▶ **What the exercise asks**: Put each line of the rows below into a Markdown table with two columns, No and Entry, numbering the lines in No and skipping blank lines. Leave the pictures out of the table.

▶ **Exercise material**:
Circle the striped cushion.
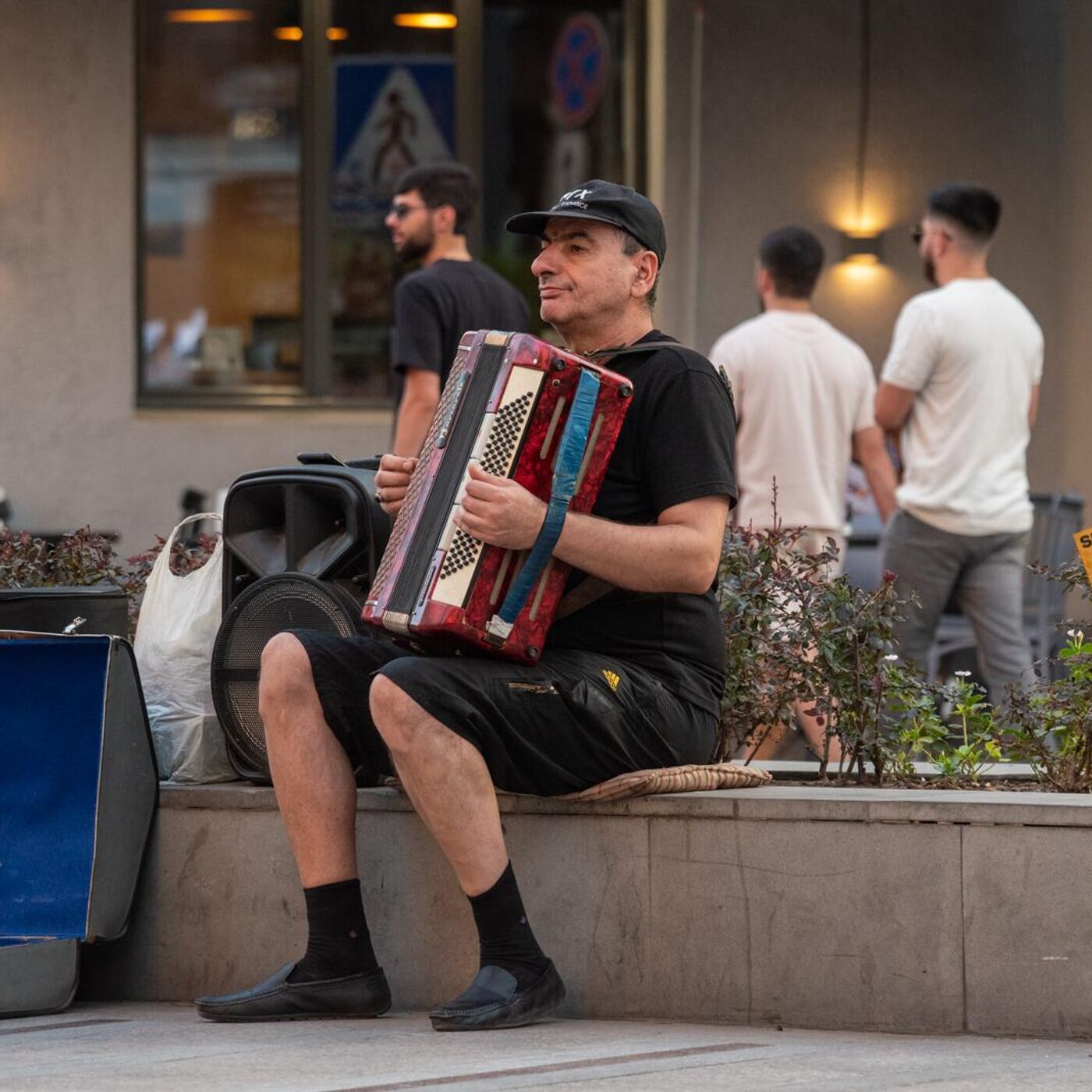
[557,762,771,800]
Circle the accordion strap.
[554,576,618,622]
[486,371,600,644]
[584,341,682,360]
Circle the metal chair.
[928,492,1084,678]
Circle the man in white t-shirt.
[710,227,895,546]
[710,227,895,747]
[876,185,1043,701]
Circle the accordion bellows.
[363,330,633,663]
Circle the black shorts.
[292,630,716,796]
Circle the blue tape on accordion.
[486,371,600,642]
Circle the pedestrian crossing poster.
[333,55,454,214]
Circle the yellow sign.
[1073,527,1092,583]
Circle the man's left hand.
[456,463,546,549]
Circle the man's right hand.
[376,456,417,519]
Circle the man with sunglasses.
[876,185,1043,702]
[383,163,529,456]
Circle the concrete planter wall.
[83,786,1092,1037]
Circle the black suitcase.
[0,633,158,1016]
[0,584,129,636]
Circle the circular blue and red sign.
[549,12,611,129]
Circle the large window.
[137,0,642,405]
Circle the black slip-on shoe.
[428,962,565,1031]
[197,963,391,1021]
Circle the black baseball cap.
[505,178,667,265]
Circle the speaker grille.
[212,573,360,784]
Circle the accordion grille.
[440,391,535,580]
[371,357,466,596]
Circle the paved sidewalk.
[0,1004,1092,1092]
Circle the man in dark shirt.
[383,163,529,456]
[197,179,736,1030]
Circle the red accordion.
[363,330,633,663]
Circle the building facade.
[0,0,1092,580]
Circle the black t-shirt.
[391,259,530,396]
[547,330,738,712]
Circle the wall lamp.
[394,11,459,30]
[841,232,884,265]
[167,8,254,23]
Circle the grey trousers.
[884,512,1031,704]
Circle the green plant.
[716,524,835,760]
[0,526,218,636]
[0,527,125,587]
[1002,633,1092,792]
[802,573,906,781]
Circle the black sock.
[469,862,549,989]
[289,880,379,982]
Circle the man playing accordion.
[197,179,736,1030]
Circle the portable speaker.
[212,454,390,784]
[0,633,158,1016]
[224,452,390,611]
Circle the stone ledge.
[83,784,1092,1037]
[159,783,1092,827]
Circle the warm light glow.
[167,8,254,23]
[273,27,349,41]
[830,261,890,285]
[394,11,459,30]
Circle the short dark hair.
[617,227,660,311]
[758,227,824,300]
[928,183,1002,243]
[394,163,478,235]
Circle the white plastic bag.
[134,512,238,784]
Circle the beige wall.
[0,0,388,552]
[0,0,1092,563]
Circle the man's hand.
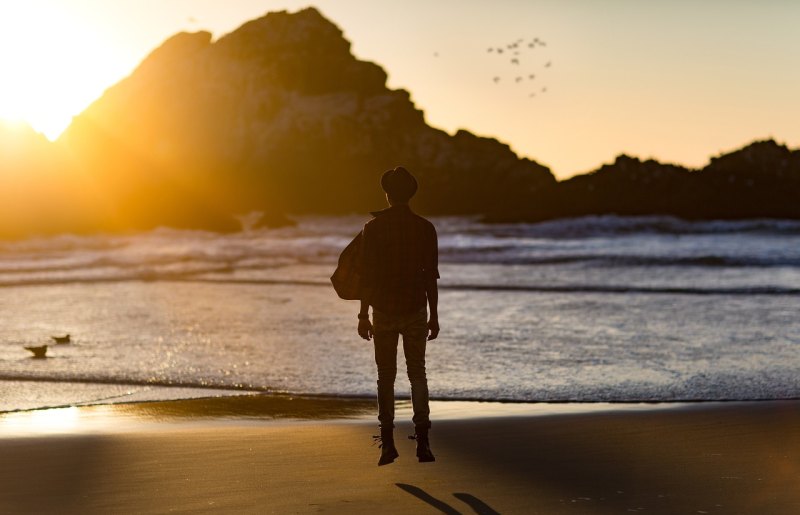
[358,318,372,340]
[428,318,439,340]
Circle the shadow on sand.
[395,483,499,515]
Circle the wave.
[441,251,800,268]
[0,274,800,296]
[476,215,800,238]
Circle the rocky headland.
[0,8,800,238]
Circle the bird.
[25,345,47,359]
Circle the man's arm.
[358,288,372,340]
[425,225,439,340]
[358,226,375,340]
[425,277,439,340]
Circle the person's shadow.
[395,483,500,515]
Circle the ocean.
[0,216,800,411]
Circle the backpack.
[331,232,363,300]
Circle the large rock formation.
[62,8,554,219]
[0,9,800,238]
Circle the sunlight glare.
[0,0,122,140]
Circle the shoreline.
[0,397,800,515]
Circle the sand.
[0,401,800,514]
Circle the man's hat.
[381,166,417,200]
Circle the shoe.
[372,429,400,467]
[408,430,436,463]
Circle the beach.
[0,396,800,514]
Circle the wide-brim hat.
[381,166,417,199]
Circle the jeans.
[372,308,431,429]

▶ **Complete answer**:
| No | Entry |
|---|---|
| 1 | Circle the striped cushion. |
| 2 | [557,762,771,800] |
| 3 | Circle the accordion strap. |
| 4 | [554,576,618,622] |
| 5 | [486,371,600,644] |
| 6 | [584,341,682,360] |
| 7 | Circle the metal chair. |
| 8 | [928,492,1084,678] |
| 9 | Circle the man in white t-shirt. |
| 10 | [710,227,895,546] |
| 11 | [710,227,895,747] |
| 12 | [876,185,1043,701] |
| 13 | Circle the accordion bellows. |
| 14 | [363,330,633,663] |
| 15 | Circle the black shorts. |
| 16 | [292,630,716,796] |
| 17 | Circle the blue tape on accordion. |
| 18 | [486,371,600,642] |
| 19 | Circle the pedestrian crossing poster. |
| 20 | [333,55,454,214] |
| 21 | Circle the yellow sign. |
| 22 | [1073,527,1092,583] |
| 23 | Circle the man's left hand. |
| 24 | [456,463,546,549] |
| 25 | Circle the man's right hand. |
| 26 | [376,456,417,519] |
| 27 | Circle the man with sunglasses. |
| 28 | [876,185,1043,702] |
| 29 | [383,163,529,456] |
| 30 | Circle the concrete planter wall. |
| 31 | [83,786,1092,1037] |
| 32 | Circle the black suitcase. |
| 33 | [0,633,158,1016] |
| 34 | [0,584,129,636] |
| 35 | Circle the circular blue and red sign. |
| 36 | [549,12,611,129] |
| 37 | Circle the large window. |
| 38 | [137,0,642,405] |
| 39 | Circle the black slip-on shoe. |
| 40 | [428,962,565,1031] |
| 41 | [197,963,391,1021] |
| 42 | Circle the black baseball cap. |
| 43 | [505,178,667,265] |
| 44 | Circle the speaker grille. |
| 45 | [212,573,360,784] |
| 46 | Circle the accordion grille. |
| 47 | [440,391,535,580] |
| 48 | [371,357,466,596] |
| 49 | Circle the paved sidewalk. |
| 50 | [0,1004,1092,1092] |
| 51 | Circle the man in dark shirt. |
| 52 | [383,163,529,456] |
| 53 | [197,179,736,1030] |
| 54 | Circle the red accordion. |
| 55 | [363,330,633,663] |
| 56 | Circle the building facade. |
| 57 | [0,0,1092,580] |
| 58 | Circle the black t-shirt. |
| 59 | [391,259,530,396] |
| 60 | [547,330,738,712] |
| 61 | Circle the wall lamp. |
| 62 | [394,11,459,30] |
| 63 | [841,232,884,265] |
| 64 | [167,8,254,23] |
| 65 | Circle the grey trousers. |
| 66 | [884,512,1031,704] |
| 67 | Circle the green plant. |
| 68 | [716,524,835,760] |
| 69 | [0,526,218,636] |
| 70 | [0,527,125,587] |
| 71 | [1002,633,1092,792] |
| 72 | [802,573,906,781] |
| 73 | Circle the black sock. |
| 74 | [469,862,549,989] |
| 75 | [289,880,379,982] |
| 76 | Circle the man playing accordion. |
| 77 | [197,179,736,1030] |
| 78 | Circle the portable speaker. |
| 79 | [212,454,390,784] |
| 80 | [0,633,158,1016] |
| 81 | [224,452,390,611] |
| 82 | Circle the stone ledge. |
| 83 | [83,784,1092,1037] |
| 84 | [159,783,1092,827] |
| 85 | Circle the warm light glow. |
| 86 | [167,8,254,23] |
| 87 | [273,27,349,41] |
| 88 | [830,261,890,285] |
| 89 | [394,11,459,30] |
| 90 | Circle the short dark hair. |
| 91 | [617,227,660,311] |
| 92 | [758,227,824,300] |
| 93 | [928,183,1002,243] |
| 94 | [394,163,478,235] |
| 95 | Circle the white plastic bag. |
| 96 | [134,512,238,784] |
| 97 | Circle the beige wall. |
| 98 | [0,0,388,552] |
| 99 | [0,0,1092,563] |
| 100 | Circle the man's hand. |
| 101 | [358,318,372,340] |
| 102 | [428,318,439,340] |
| 103 | Circle the shadow on sand. |
| 104 | [395,483,499,515] |
| 105 | Circle the wave. |
| 106 | [441,251,800,268] |
| 107 | [0,274,800,296] |
| 108 | [476,215,800,238] |
| 109 | Circle the rocky headland. |
| 110 | [0,8,800,238] |
| 111 | Circle the bird. |
| 112 | [25,345,47,359] |
| 113 | Circle the man's arm. |
| 114 | [358,288,372,340] |
| 115 | [425,225,439,340] |
| 116 | [358,226,375,340] |
| 117 | [425,277,439,340] |
| 118 | Circle the person's shadow. |
| 119 | [395,483,500,515] |
| 120 | Circle the ocean. |
| 121 | [0,216,800,411] |
| 122 | Circle the backpack. |
| 123 | [331,232,363,300] |
| 124 | Circle the large rock formation. |
| 125 | [62,8,554,219] |
| 126 | [0,9,800,238] |
| 127 | Circle the sunlight glare. |
| 128 | [0,0,122,140] |
| 129 | Circle the shoreline. |
| 130 | [0,397,800,515] |
| 131 | Circle the sand. |
| 132 | [0,401,800,514] |
| 133 | Circle the man's hat. |
| 134 | [381,166,417,200] |
| 135 | Circle the shoe. |
| 136 | [372,429,400,467] |
| 137 | [408,430,436,463] |
| 138 | Circle the beach. |
| 139 | [0,396,800,514] |
| 140 | Circle the wide-brim hat. |
| 141 | [381,166,417,199] |
| 142 | Circle the jeans. |
| 143 | [372,308,431,429] |